* [What this task involves]
The required output is the exact sequence of lines from the line holding "Find the calm" to the end of the records, inclusive.
— start —
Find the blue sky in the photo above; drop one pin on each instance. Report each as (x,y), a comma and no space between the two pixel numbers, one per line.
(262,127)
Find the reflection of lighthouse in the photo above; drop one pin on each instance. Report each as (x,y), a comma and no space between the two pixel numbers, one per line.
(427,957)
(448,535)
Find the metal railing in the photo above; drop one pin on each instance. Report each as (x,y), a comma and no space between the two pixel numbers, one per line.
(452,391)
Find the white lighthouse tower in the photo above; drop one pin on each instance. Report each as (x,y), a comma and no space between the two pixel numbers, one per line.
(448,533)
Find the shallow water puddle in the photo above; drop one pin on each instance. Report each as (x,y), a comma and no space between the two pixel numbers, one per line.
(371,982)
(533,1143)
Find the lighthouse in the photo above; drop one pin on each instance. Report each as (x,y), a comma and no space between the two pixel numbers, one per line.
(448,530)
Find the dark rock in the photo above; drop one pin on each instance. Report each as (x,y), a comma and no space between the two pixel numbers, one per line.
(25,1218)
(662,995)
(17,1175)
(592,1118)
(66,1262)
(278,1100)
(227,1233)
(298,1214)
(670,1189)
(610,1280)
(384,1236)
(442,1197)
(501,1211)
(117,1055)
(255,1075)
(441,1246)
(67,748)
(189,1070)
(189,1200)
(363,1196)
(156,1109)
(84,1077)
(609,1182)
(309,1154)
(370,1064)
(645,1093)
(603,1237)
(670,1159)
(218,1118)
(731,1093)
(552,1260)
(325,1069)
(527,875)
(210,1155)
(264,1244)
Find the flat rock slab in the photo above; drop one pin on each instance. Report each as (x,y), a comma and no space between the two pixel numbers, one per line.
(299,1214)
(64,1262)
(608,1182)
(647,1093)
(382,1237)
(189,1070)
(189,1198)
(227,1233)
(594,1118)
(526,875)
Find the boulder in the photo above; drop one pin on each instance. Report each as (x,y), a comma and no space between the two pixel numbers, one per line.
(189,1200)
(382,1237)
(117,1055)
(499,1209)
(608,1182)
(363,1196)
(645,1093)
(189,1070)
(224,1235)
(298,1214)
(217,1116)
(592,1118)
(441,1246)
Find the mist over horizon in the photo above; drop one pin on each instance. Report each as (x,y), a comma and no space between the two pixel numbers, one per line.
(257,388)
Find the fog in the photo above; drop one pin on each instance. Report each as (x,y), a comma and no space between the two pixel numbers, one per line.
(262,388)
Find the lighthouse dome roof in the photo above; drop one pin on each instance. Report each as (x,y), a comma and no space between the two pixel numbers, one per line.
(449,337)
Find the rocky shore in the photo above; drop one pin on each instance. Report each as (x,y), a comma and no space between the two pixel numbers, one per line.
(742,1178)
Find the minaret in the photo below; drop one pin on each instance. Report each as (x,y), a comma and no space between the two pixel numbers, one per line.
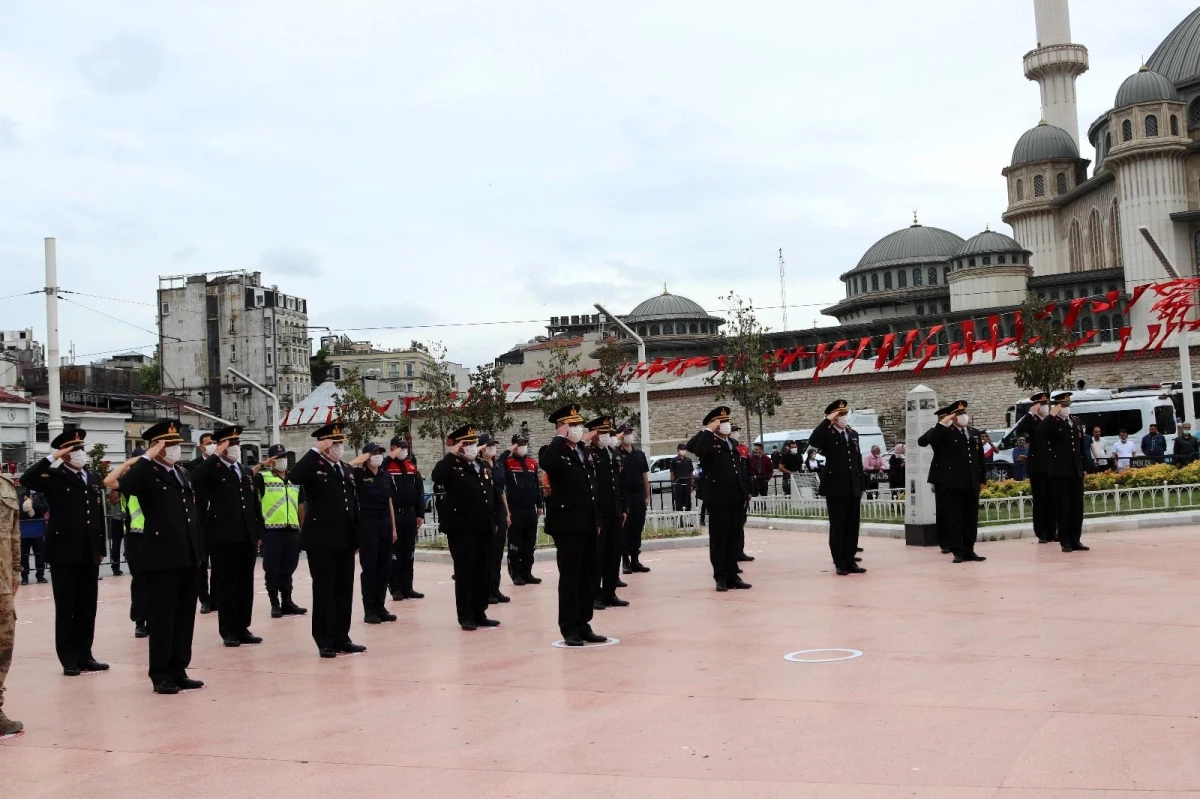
(1055,65)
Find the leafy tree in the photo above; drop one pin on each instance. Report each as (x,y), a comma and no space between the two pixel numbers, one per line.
(1042,365)
(749,376)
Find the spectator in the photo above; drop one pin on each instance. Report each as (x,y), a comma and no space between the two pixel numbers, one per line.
(1153,444)
(1122,450)
(1185,450)
(1020,460)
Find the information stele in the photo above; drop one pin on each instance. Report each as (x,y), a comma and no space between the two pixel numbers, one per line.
(921,516)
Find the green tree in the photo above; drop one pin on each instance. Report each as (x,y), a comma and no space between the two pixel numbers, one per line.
(749,374)
(1042,365)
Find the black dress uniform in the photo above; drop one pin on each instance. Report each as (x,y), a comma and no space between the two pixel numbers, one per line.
(172,552)
(961,478)
(1030,426)
(843,482)
(408,500)
(75,546)
(329,536)
(573,521)
(725,497)
(233,527)
(1065,468)
(611,514)
(377,526)
(466,517)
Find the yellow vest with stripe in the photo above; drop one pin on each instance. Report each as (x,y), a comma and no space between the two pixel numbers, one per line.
(281,503)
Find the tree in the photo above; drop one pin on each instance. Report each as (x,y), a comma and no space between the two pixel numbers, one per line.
(486,404)
(1042,365)
(749,376)
(359,413)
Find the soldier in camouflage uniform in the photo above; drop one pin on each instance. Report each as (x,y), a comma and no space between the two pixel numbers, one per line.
(10,564)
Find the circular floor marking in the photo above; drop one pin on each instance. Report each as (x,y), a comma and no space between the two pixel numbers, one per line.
(798,656)
(611,642)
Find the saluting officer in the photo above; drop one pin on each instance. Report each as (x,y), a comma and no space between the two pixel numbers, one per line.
(466,516)
(75,546)
(172,553)
(1066,442)
(725,494)
(961,478)
(1030,426)
(611,506)
(329,538)
(573,521)
(843,482)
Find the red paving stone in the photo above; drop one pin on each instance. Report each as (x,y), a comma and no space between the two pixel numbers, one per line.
(1033,676)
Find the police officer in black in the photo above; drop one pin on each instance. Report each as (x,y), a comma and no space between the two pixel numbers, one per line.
(1066,443)
(408,499)
(233,527)
(1030,426)
(725,494)
(523,491)
(172,553)
(467,517)
(329,538)
(75,546)
(843,482)
(611,512)
(963,474)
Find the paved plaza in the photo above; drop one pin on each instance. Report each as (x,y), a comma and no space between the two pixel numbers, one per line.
(1033,676)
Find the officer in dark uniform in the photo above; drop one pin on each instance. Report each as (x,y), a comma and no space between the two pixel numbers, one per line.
(843,482)
(611,514)
(467,520)
(725,494)
(329,538)
(1030,426)
(963,474)
(233,527)
(1066,444)
(75,546)
(377,530)
(172,553)
(936,475)
(408,499)
(523,491)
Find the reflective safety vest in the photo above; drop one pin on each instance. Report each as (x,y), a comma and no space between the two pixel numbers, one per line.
(281,502)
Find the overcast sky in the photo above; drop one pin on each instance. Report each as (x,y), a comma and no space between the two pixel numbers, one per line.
(413,163)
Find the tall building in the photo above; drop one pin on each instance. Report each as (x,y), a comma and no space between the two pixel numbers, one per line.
(211,322)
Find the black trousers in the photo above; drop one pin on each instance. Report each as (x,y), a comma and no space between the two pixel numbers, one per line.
(844,517)
(1044,508)
(139,601)
(723,535)
(576,554)
(172,608)
(281,556)
(522,539)
(607,562)
(961,518)
(37,547)
(333,596)
(635,522)
(1068,506)
(375,557)
(75,610)
(403,552)
(472,553)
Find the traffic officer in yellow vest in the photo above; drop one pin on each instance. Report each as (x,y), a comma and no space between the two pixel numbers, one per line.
(283,514)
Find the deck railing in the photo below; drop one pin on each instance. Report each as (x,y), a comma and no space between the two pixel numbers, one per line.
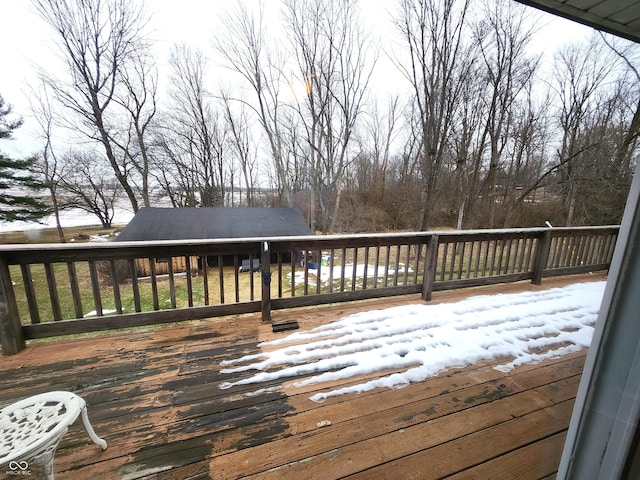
(60,289)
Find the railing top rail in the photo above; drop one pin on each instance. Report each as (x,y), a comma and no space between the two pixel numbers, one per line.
(251,243)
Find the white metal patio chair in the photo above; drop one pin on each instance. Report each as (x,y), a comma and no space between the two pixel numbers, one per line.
(31,429)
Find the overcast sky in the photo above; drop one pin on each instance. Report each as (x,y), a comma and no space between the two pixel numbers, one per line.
(27,43)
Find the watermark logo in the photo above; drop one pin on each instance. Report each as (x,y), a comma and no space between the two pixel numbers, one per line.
(18,468)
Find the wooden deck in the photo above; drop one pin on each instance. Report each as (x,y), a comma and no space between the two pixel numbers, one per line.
(153,395)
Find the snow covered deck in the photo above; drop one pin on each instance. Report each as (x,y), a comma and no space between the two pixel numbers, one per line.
(155,395)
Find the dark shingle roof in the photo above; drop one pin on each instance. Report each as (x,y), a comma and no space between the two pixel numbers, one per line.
(208,223)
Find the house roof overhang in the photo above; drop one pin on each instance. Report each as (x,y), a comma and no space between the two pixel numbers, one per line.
(619,17)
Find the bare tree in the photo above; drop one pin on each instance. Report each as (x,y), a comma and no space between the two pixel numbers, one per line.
(437,67)
(580,72)
(139,79)
(242,43)
(47,164)
(87,181)
(503,35)
(336,61)
(97,39)
(239,128)
(197,129)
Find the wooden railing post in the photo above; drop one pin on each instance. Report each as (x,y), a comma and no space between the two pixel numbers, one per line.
(541,256)
(430,265)
(11,335)
(265,268)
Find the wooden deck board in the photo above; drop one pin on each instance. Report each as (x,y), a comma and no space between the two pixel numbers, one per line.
(154,395)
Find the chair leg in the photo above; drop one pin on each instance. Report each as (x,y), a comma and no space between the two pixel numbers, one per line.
(87,426)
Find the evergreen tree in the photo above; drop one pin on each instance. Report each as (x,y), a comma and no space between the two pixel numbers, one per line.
(16,178)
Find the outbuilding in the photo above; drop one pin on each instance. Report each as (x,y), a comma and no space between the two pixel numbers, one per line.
(152,224)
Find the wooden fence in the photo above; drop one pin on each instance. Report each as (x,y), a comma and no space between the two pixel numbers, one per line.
(60,289)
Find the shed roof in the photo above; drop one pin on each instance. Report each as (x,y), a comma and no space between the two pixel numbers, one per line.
(152,223)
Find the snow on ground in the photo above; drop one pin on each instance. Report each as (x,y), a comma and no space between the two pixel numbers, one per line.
(68,218)
(424,340)
(335,272)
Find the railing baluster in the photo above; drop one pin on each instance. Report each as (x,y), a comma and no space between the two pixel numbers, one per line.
(11,333)
(53,292)
(172,284)
(75,289)
(343,266)
(204,265)
(236,277)
(187,261)
(32,300)
(134,285)
(115,283)
(95,288)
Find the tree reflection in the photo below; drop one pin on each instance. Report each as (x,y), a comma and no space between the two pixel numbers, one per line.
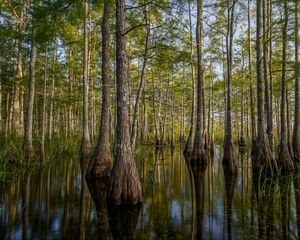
(98,189)
(197,177)
(230,186)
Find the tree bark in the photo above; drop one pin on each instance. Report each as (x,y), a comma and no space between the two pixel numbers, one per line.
(190,141)
(141,83)
(296,133)
(284,158)
(100,164)
(51,112)
(199,154)
(86,142)
(263,156)
(125,186)
(265,64)
(253,125)
(270,129)
(229,157)
(43,127)
(31,93)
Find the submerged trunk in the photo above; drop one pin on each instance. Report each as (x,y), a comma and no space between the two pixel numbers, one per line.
(284,158)
(29,114)
(100,164)
(141,84)
(296,134)
(265,64)
(229,157)
(253,125)
(43,127)
(242,140)
(263,156)
(190,141)
(85,143)
(270,124)
(51,118)
(125,185)
(199,154)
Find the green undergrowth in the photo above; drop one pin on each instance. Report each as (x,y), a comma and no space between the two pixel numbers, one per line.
(13,158)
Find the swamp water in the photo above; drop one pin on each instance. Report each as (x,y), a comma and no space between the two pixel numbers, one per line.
(180,202)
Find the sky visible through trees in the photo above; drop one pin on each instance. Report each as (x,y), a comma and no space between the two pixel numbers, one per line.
(102,81)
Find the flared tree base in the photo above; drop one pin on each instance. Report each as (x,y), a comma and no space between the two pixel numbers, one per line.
(85,149)
(284,161)
(125,186)
(242,142)
(99,166)
(229,160)
(199,155)
(263,157)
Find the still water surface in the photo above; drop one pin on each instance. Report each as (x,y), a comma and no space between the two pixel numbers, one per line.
(180,202)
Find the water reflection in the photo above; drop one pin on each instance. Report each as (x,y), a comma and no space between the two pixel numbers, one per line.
(180,202)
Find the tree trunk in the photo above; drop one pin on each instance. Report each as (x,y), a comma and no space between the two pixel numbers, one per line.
(51,117)
(265,64)
(141,83)
(296,134)
(43,127)
(242,140)
(229,157)
(253,125)
(100,164)
(263,156)
(288,124)
(284,158)
(144,133)
(85,143)
(29,114)
(270,129)
(125,186)
(190,141)
(199,154)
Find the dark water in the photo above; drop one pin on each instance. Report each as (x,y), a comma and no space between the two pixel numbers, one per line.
(180,202)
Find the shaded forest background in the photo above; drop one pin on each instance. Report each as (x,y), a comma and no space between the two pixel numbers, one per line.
(51,55)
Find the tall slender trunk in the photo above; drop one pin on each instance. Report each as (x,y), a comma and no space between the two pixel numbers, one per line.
(229,157)
(296,134)
(190,141)
(253,125)
(51,112)
(265,65)
(16,114)
(125,186)
(101,161)
(43,127)
(263,156)
(141,83)
(31,93)
(144,133)
(86,142)
(288,124)
(242,140)
(284,158)
(270,124)
(199,154)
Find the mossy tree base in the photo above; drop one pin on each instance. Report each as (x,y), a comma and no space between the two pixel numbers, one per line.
(85,149)
(125,185)
(229,158)
(199,155)
(263,157)
(285,162)
(99,166)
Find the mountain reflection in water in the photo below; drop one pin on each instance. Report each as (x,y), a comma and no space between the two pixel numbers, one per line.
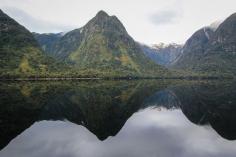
(89,118)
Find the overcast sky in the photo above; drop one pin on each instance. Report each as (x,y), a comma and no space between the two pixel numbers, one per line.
(147,21)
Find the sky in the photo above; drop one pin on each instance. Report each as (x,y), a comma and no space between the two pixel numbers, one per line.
(147,21)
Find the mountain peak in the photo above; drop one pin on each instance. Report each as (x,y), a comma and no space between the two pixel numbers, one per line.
(102,13)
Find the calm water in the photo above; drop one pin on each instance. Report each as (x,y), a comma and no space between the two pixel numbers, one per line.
(118,119)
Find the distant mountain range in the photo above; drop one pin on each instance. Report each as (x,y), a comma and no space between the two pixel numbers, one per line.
(163,54)
(103,48)
(211,50)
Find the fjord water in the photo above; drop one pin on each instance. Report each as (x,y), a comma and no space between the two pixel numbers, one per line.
(118,118)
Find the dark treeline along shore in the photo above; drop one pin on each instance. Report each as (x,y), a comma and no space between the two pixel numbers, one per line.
(103,49)
(103,107)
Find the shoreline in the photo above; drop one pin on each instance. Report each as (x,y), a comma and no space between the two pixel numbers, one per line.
(114,78)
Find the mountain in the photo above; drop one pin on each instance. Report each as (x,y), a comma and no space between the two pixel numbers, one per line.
— end —
* [Result for this task]
Find the calm water in the photo above; drop one pin on each instance. Report each as (x,y), a comma and no space between the two pixel numbers, one per line.
(118,119)
Find the distant mountain range in the photo above; drop one pin on each instance. Report each as (x,y), a comma and no space between the two pixel numbers, one per line.
(163,54)
(103,48)
(211,50)
Find the fjord water in the photo above; drop one pin on each instance. Report each as (x,y), a comma and no space between the two pixel numbers, one per line.
(118,118)
Find the dark treeline along shore in the photo above; drop one pin on each instance. Report each as (x,y), a comma and no space between the two pixel numbers, one per line.
(103,49)
(103,107)
Find the shoreline in the photo above; drop one pin on each instance. Report each as (x,y), a comma and no space between the two pixel numbers, one per line.
(114,78)
Find the mountain in the photo above; drop one pin on each instance. Report each as (x,y), a comma and no space between the two pixel numbers, one per line.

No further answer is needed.